(Source data)

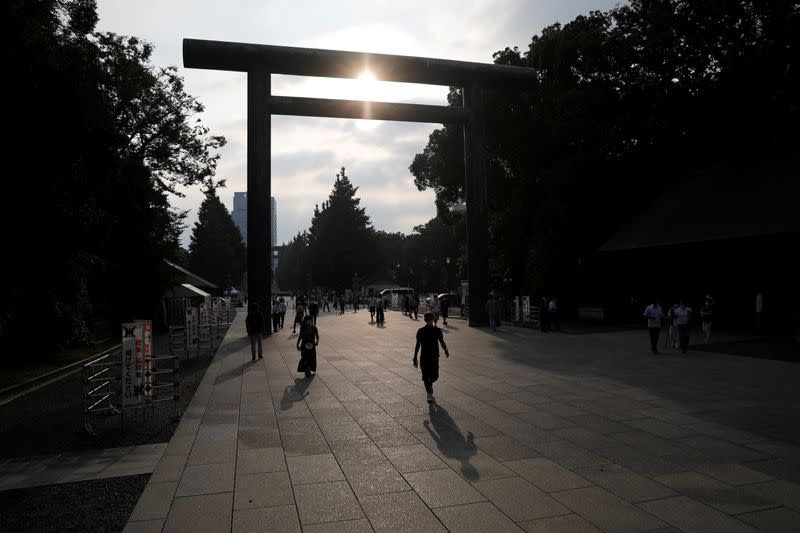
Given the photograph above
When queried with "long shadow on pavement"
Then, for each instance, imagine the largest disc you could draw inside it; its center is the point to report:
(451, 442)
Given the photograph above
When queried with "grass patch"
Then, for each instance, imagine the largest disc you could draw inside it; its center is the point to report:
(20, 373)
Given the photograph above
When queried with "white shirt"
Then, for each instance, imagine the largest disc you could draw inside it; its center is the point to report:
(682, 315)
(653, 314)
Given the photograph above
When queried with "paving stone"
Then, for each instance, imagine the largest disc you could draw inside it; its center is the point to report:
(626, 484)
(778, 520)
(503, 448)
(371, 479)
(206, 479)
(314, 469)
(326, 502)
(519, 499)
(257, 460)
(724, 497)
(169, 468)
(274, 519)
(547, 475)
(349, 526)
(155, 501)
(267, 489)
(569, 455)
(732, 474)
(413, 458)
(400, 512)
(199, 514)
(693, 517)
(475, 518)
(783, 492)
(144, 526)
(570, 523)
(441, 488)
(606, 511)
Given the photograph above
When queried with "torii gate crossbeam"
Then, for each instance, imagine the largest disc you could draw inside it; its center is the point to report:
(260, 61)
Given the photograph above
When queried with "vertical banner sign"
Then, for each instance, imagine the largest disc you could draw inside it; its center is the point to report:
(144, 329)
(191, 329)
(526, 308)
(130, 386)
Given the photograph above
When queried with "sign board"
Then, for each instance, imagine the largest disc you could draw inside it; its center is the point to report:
(130, 382)
(526, 309)
(144, 354)
(192, 326)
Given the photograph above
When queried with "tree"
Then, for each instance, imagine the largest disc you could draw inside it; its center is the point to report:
(101, 139)
(216, 248)
(341, 239)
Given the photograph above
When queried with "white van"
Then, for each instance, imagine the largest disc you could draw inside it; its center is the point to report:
(401, 293)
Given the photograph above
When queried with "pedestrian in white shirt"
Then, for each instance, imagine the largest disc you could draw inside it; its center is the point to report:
(654, 316)
(682, 315)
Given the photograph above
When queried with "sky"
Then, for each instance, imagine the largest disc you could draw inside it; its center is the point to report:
(308, 152)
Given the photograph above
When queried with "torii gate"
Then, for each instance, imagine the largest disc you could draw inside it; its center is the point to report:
(260, 61)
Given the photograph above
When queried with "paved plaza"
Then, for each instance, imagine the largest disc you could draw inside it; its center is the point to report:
(530, 431)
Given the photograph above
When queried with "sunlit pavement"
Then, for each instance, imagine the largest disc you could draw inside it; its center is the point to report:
(530, 431)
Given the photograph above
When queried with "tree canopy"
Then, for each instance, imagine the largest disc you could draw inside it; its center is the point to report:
(216, 248)
(100, 139)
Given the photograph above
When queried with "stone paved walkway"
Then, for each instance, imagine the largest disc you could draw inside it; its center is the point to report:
(530, 432)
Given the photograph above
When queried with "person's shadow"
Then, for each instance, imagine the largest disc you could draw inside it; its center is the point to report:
(450, 440)
(295, 393)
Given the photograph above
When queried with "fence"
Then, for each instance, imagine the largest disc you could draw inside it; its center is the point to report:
(102, 387)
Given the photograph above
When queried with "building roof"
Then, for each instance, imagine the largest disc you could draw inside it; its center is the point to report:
(726, 202)
(191, 277)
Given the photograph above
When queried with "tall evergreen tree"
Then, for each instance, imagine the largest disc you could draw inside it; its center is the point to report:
(341, 239)
(216, 249)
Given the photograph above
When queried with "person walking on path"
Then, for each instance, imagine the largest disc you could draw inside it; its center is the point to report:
(371, 305)
(491, 311)
(276, 315)
(436, 309)
(313, 310)
(282, 304)
(381, 318)
(552, 315)
(706, 315)
(654, 316)
(429, 338)
(682, 315)
(298, 317)
(255, 324)
(307, 342)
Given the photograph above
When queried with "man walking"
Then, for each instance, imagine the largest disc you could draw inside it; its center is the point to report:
(654, 316)
(428, 338)
(255, 324)
(491, 311)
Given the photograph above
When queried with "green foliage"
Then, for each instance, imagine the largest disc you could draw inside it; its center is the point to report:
(341, 240)
(216, 249)
(626, 101)
(100, 139)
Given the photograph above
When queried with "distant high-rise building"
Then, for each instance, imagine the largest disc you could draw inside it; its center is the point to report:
(239, 215)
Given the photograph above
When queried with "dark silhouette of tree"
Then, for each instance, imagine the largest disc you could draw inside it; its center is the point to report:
(216, 249)
(101, 138)
(341, 238)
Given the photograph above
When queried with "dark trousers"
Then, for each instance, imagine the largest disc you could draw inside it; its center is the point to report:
(683, 337)
(654, 333)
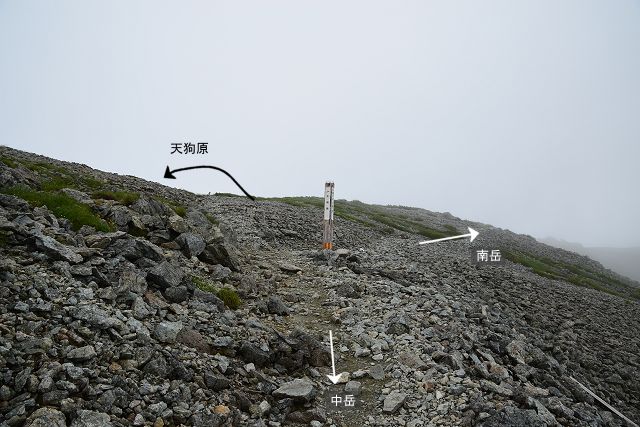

*Exercise directions*
Where an entry holds a picture, leave the picture out and output the rest exactly.

*Exercise output*
Given the photograph above
When queried with "long shadow on pavement"
Then, for each instance, imagine the largest disc you could draw inside it; its center is the point to report:
(451, 442)
Given the photograph above
When queried with "grass patch"
Then, for each instance, imagine the largest disc you could draw inside it; its center is the point to report:
(20, 373)
Given the photograph above
When queried with "white shirt"
Then, for each instance, imagine the largest disc you could draw inside it; its center is the point to report:
(682, 315)
(653, 314)
Given the photograph above
When queried with "paving stone"
Then, for each instance, imagine the largest disc you could draw inside it; its center is the point to report:
(626, 484)
(778, 520)
(503, 448)
(371, 479)
(206, 479)
(314, 469)
(326, 502)
(519, 499)
(257, 460)
(724, 497)
(169, 468)
(274, 519)
(547, 475)
(349, 526)
(155, 501)
(267, 489)
(569, 455)
(732, 474)
(413, 458)
(400, 512)
(199, 514)
(693, 517)
(475, 518)
(783, 492)
(144, 526)
(570, 523)
(441, 488)
(606, 511)
Given the photograph above
When queried with "torii gate crossbeam"
Then, for each instance, imagine the largest disc you could draw inside it; its center is the point to report:
(260, 61)
Given the photograph above
When queried with "vertical banner sign"
Then, for each instance, imagine the largest disc you could draw inside it; its center is the point to report:
(144, 329)
(191, 329)
(526, 308)
(130, 386)
Given the photograph above
When queried with "sign board"
Then, for each instance, imagine the largest disc you could draw inside it; its center is the point to report:
(130, 382)
(526, 309)
(144, 354)
(192, 326)
Given the photograph above
When queried with "tree"
Then, for each instance, imagine the largest disc you could draw inside it; its center is the point to report:
(101, 139)
(216, 248)
(341, 239)
Given the photograph above
When queried with "white van"
Then, for each instance, imagine the largest disc you could draw inside it; its center is the point to report:
(401, 293)
Given the photograph above
When queried with "pedestrian in white shirt"
Then, for each instance, imagine the largest disc you could draw inside it; its center is the point to report:
(654, 316)
(682, 315)
Given the photograph above
When queried with "sky"
Then, for each instance, imagine the largest disc you could draw inside it; its center is the point to report:
(308, 152)
Given the photograph above
When queried with "torii gate"
Then, for each instance, imagine the largest disc you could draw inside it; its center is the point to report:
(260, 61)
Given the photograph above
When queried with "paved plaza"
Then, for each instance, imagine the largest disc you could draw inside it; its center is the point to report:
(530, 431)
Given the photograph above
When queried with "sunlit pavement"
Then, for each instance, imagine the largest disc you could draw inside it; its center is the point to report:
(530, 431)
Given the photograph above
When queried with "tree canopy"
Then, for each instance, imagine the largest disc you could draw inside it; its center is the point to report:
(216, 248)
(100, 139)
Given the photograph above
When queried with "stone paved walkway"
Then, for each instance, imagine the largest disc you could draw inside it; its center is the point to report:
(530, 432)
Given the photograph above
When queried with "person's shadow"
Then, for each instance, imagine the largest disc you could draw inside it; its center is the point to report:
(450, 440)
(295, 393)
Given the photograph above
When queried with "fence"
Then, for each instance, imagine the largest disc you could draw inside it; its center is the point to report:
(102, 387)
Given the photograph above
When queried with "building roof"
Then, for each instance, imagine the largest disc you could draw inside it; its center is the point to report:
(726, 202)
(191, 277)
Given the photograph above
When queried with "tall evergreen tree"
Then, for each instance, imagine the largest disc you could draw inside it; its center is the point to report:
(341, 239)
(216, 249)
Given the photograph above
When queried with "person walking on path"
Then, for each instance, imagine the largest disc you could draw inside it; its center is the point to report:
(371, 305)
(491, 311)
(276, 315)
(436, 309)
(313, 310)
(282, 304)
(381, 318)
(552, 315)
(706, 315)
(654, 316)
(429, 338)
(682, 315)
(298, 317)
(255, 324)
(307, 342)
Given the photograph above
When queried with "man walking"
Then, for each instance, imagine the largest disc you could draw inside it; its center is the point to report:
(654, 316)
(428, 338)
(255, 324)
(491, 311)
Given the photograph above
When queried with "green foliage"
Then, for each instance, imagine the largest disc you could draw inside it; its center is the point to report:
(341, 240)
(216, 249)
(626, 101)
(100, 139)
Given the photograph above
When queried with "distant high-rise building"
Then, for each instance, imagine the largest disc you could draw inside it; its center is the point to report:
(239, 215)
Given the photograph above
When queried with "dark silhouette of tree"
Then, for each instance, imagine the largest disc you could draw inside it; its center is the point to report:
(216, 249)
(101, 138)
(341, 238)
Given the photograph above
When queried with "dark trousers"
Then, for each instance, imagine the largest disc you could draw inside it; its center is the point to report:
(683, 337)
(654, 333)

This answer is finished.